**Source data**.
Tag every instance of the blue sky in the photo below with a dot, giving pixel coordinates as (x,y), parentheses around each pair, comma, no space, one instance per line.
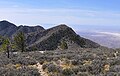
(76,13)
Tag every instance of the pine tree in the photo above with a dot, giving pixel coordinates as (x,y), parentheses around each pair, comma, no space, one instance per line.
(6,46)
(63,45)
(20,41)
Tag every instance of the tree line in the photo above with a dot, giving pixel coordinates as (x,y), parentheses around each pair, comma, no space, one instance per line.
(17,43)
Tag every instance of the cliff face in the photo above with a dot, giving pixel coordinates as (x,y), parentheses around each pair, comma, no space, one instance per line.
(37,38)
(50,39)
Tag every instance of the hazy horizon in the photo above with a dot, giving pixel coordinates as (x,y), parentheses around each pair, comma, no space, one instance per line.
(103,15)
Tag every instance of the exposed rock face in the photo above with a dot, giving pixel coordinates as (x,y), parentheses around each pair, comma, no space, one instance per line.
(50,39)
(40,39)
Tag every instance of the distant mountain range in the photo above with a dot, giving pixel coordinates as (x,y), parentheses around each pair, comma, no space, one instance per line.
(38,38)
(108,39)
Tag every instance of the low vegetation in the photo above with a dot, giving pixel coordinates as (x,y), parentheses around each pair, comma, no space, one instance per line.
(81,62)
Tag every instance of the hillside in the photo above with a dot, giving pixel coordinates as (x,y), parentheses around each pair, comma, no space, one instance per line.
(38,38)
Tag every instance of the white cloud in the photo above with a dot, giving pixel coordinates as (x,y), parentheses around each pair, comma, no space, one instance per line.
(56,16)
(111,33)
...
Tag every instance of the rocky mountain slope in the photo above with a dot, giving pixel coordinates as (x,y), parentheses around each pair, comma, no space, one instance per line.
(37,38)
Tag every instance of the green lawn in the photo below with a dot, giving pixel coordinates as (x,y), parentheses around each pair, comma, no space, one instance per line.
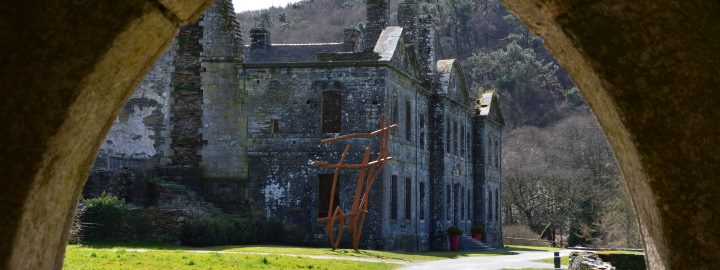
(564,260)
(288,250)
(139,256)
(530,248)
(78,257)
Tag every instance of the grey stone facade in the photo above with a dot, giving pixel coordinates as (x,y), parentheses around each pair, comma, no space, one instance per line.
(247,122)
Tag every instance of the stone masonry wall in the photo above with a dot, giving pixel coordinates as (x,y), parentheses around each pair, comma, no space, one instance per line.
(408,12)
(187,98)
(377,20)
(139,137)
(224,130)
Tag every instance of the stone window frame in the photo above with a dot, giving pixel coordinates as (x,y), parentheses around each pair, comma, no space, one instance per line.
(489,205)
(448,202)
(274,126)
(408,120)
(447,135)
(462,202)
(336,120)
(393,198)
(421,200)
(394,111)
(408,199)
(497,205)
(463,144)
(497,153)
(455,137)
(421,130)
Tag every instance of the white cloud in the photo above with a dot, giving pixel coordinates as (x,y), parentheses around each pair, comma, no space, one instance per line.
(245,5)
...
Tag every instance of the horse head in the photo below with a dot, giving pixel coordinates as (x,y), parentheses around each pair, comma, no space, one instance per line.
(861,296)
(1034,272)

**What you are asked to do**. Show every line of the entries above that contains the string "face", matching case exactly.

**Answer to this exercise**.
Tag every instance of the cliff face in the photo above with a dot, giving pixel coordinates as (x,y), parentheses around each pair, comma, no space, one instance per line.
Tag every instance of the exposed rock face in the photo above with a dot, giving pixel coordinates as (x,y), parentheses around each pair, comma, no space, one instance per line.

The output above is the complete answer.